- [EXERCISE GOAL] The full set of records must be printed exactly as given.

- [SUPPLIED MATERIAL]
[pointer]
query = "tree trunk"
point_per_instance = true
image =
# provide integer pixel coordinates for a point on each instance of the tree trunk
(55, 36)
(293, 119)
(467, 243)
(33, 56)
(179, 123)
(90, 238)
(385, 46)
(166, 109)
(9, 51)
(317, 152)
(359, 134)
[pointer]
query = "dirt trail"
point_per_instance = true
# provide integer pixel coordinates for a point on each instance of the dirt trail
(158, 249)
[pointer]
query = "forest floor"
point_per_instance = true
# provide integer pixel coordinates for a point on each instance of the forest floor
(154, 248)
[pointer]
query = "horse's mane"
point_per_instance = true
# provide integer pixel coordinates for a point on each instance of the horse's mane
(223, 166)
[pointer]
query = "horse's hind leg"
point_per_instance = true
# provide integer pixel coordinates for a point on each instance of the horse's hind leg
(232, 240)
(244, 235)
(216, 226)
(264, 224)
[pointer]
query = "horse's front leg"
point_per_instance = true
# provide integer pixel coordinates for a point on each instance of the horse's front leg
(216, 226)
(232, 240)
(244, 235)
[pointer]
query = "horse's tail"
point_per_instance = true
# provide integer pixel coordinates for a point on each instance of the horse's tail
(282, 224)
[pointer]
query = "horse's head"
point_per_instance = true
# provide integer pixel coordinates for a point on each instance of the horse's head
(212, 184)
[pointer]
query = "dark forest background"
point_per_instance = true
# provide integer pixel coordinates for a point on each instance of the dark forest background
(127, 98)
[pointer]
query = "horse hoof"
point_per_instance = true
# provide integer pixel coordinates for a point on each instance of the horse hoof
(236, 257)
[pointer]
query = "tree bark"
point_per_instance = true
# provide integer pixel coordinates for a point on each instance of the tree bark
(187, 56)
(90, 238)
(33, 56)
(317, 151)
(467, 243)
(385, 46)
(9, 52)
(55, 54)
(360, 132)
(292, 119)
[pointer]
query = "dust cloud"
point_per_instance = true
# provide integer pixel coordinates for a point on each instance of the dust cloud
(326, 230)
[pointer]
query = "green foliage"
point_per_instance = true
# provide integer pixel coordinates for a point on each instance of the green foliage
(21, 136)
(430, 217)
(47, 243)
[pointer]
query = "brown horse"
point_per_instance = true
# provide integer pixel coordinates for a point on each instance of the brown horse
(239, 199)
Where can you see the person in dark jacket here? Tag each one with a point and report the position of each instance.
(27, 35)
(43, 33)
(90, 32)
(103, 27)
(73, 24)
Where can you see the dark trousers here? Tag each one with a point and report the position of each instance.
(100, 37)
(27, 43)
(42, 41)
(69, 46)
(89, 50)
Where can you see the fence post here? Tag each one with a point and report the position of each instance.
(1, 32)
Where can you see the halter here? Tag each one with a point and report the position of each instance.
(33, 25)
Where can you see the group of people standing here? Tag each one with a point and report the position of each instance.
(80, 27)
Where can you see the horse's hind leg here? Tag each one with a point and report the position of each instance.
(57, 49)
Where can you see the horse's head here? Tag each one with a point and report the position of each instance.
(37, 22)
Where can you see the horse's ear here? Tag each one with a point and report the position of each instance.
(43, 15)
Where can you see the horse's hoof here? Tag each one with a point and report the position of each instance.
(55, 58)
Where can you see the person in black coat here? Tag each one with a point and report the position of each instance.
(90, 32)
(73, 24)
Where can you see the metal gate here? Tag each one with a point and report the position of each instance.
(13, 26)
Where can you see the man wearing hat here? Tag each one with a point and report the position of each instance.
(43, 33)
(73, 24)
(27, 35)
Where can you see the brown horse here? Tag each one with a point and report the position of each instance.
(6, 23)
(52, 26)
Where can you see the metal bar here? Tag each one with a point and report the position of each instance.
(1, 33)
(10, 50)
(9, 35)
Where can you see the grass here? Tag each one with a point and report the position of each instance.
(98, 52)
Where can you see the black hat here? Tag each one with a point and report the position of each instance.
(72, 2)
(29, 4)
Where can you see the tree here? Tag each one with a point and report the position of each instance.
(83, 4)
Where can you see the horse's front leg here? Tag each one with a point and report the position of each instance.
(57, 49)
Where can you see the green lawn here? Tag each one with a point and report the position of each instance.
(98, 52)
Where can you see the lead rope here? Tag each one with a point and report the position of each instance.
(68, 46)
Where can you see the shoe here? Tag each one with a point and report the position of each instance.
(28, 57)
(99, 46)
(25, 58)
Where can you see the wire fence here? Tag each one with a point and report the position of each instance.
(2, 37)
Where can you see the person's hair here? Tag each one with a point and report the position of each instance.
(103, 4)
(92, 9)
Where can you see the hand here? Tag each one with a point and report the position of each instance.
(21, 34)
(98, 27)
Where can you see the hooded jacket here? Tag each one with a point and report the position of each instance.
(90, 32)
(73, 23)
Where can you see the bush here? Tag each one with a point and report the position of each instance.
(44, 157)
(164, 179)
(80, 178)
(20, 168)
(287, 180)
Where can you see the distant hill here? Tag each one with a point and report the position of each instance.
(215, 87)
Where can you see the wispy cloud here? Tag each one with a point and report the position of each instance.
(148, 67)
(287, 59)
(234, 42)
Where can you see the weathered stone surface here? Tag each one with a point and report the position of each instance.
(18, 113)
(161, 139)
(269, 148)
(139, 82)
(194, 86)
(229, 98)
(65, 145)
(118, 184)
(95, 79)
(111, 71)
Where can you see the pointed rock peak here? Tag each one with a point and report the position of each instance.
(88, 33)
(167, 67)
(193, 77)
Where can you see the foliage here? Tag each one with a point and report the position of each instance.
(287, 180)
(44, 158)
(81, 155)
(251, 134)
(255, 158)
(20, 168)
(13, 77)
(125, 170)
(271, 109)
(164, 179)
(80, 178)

- [PROBLEM SOLUTION]
[pointer]
query = "tree trunk"
point_per_instance = true
image =
# provide integer pixel coordinates for a point on each instance of the tree trunk
(55, 36)
(293, 119)
(467, 243)
(33, 56)
(179, 123)
(90, 238)
(385, 46)
(166, 109)
(9, 51)
(317, 152)
(359, 134)
[pointer]
query = "dirt trail"
point_per_instance = true
# provide integer pixel coordinates for a point on each instance of the dirt trail
(158, 249)
[pointer]
query = "forest floor"
point_per_instance = true
# provide integer pixel coordinates for a point on each instance of the forest floor
(154, 248)
[pointer]
query = "horse's mane"
point_per_instance = true
# provide integer pixel coordinates for a point on each instance of the horse's mane
(223, 166)
[pointer]
query = "horse's hind leg"
point_per_instance = true
# provide integer pixel coordinates for a point on each instance of the horse's hind leg
(232, 240)
(244, 235)
(216, 226)
(264, 224)
[pointer]
query = "horse's front leg"
point_per_instance = true
# provide integer pixel coordinates for a point on each instance of the horse's front leg
(216, 226)
(232, 240)
(244, 235)
[pointer]
query = "horse's tail"
point_per_instance = true
# provide integer pixel coordinates for a point on each instance of the horse's tail
(282, 224)
[pointer]
query = "horse's head"
point_per_instance = true
# provide integer pixel coordinates for a point on each instance of the horse's head
(212, 184)
[pointer]
query = "dark forest background"
point_per_instance = true
# provide integer pixel coordinates for a point on each instance of the dark forest background
(127, 98)
[pointer]
query = "horse hoof"
point_per_instance = true
# provide integer pixel coordinates for a point on each instance of the horse hoof
(236, 257)
[pointer]
query = "tree bark"
point_per_instance = true
# provide integer pixel coordinates for a point on each instance of the tree bark
(187, 56)
(90, 238)
(33, 56)
(317, 151)
(467, 243)
(385, 46)
(9, 52)
(55, 54)
(360, 132)
(292, 119)
[pointer]
query = "dust cloud"
point_per_instance = true
# provide integer pixel coordinates for a point on each instance of the dust cloud
(326, 230)
[pointer]
query = "green foliage"
point_per_instance = true
# provide integer pixel coordinates for a point on each instance of the green foliage
(21, 136)
(430, 217)
(47, 243)
[pointer]
query = "brown horse"
point_per_instance = true
# provide integer pixel coordinates for a point on each instance of the brown horse
(239, 199)
Where can you see the person in dark jacket here? Tag each one with a point and report the position of each instance.
(27, 35)
(43, 33)
(90, 32)
(103, 27)
(73, 24)
Where can you see the dark trousers here? Tag each one with a point and report the position of each instance.
(100, 37)
(27, 43)
(42, 41)
(69, 46)
(89, 50)
Where can you see the fence post here? Tag each one with a point and report the position of each instance.
(1, 32)
Where can you see the halter here? Tag each one with a point and report the position of each instance.
(33, 25)
Where can you see the group of people standing here? Tag each one with a point and report the position of each instance.
(80, 27)
Where can you see the horse's hind leg here? Tag each one with a point and report the position of each instance.
(57, 49)
Where can you see the horse's head here? Tag each one with a point and report the position of each instance.
(37, 22)
Where can you see the horse's ear here? Tag each one with a point and report the position of each instance.
(43, 15)
Where can you see the horse's hoof here? Tag each one with a point and report the position of each instance.
(55, 58)
Where can you see the person in black coat here? Tag each one with a point and report the position of each instance.
(90, 32)
(73, 24)
Where can you see the metal gate here? Tag each one with a point and report the position of each instance.
(13, 26)
Where can you see the man wearing hat here? Tag each one with a point and report the position of each instance.
(43, 33)
(73, 24)
(27, 35)
Where can you see the brown horse here? Tag each one with a point and report the position of each instance.
(6, 23)
(52, 26)
Where can you see the metal bar here? Tag each one with a point and report the position of each instance.
(1, 33)
(10, 50)
(9, 35)
Where can you see the grass here? Tag each one with a point and report the position of each instance.
(98, 52)
Where can you see the black hat here? Tag each one with a point and report the position of each instance.
(72, 2)
(29, 4)
Where can you see the tree here? Tag each one with a point and report the position of each instance.
(83, 4)
Where can you see the horse's front leg here? Tag each one with a point and report the position of each instance.
(57, 49)
Where can you see the green lawn here? Tag each one with a point and report the position of each instance.
(98, 52)
Where can you see the lead rope here? Tag each one with a point and report the position of each instance.
(68, 46)
Where can you see the shoe here? Tag each one with a point and report the position of each instance.
(28, 57)
(99, 46)
(25, 58)
Where can you see the wire fence here? Tag each one with a point and report the position of each instance.
(2, 37)
Where can you see the person's hair here? Tag each one with a point and report the position of each instance.
(103, 4)
(92, 9)
Where can you see the hand here? Tag each one with a point and report the position of each instance.
(21, 34)
(98, 27)
Where can you see the hooded jacket here? Tag each one with a point and report the position of each instance.
(90, 32)
(73, 23)
Where can you see the bush here? Tag each one with a point and report the position of each instance.
(44, 157)
(164, 179)
(80, 178)
(20, 168)
(287, 180)
Where can you see the distant hill here? Tag each one with a point and report the position of each instance.
(215, 87)
Where can you see the wispy cloud here? Tag each one with a point and report the position of each instance.
(148, 67)
(287, 59)
(234, 42)
Where can you see the weathered stone surface here? Tag each one with a point and report the position of each instance.
(18, 113)
(161, 139)
(269, 148)
(139, 82)
(194, 86)
(229, 98)
(65, 145)
(118, 184)
(95, 79)
(111, 71)
Where can you see the pointed rock peak here? Tag each one with a point and report the position of each instance.
(88, 33)
(167, 67)
(193, 77)
Where can you see the foliage here? Tag each one with a point and report the position of each instance.
(287, 180)
(44, 158)
(81, 155)
(251, 134)
(255, 158)
(20, 168)
(13, 77)
(125, 170)
(271, 109)
(164, 179)
(80, 178)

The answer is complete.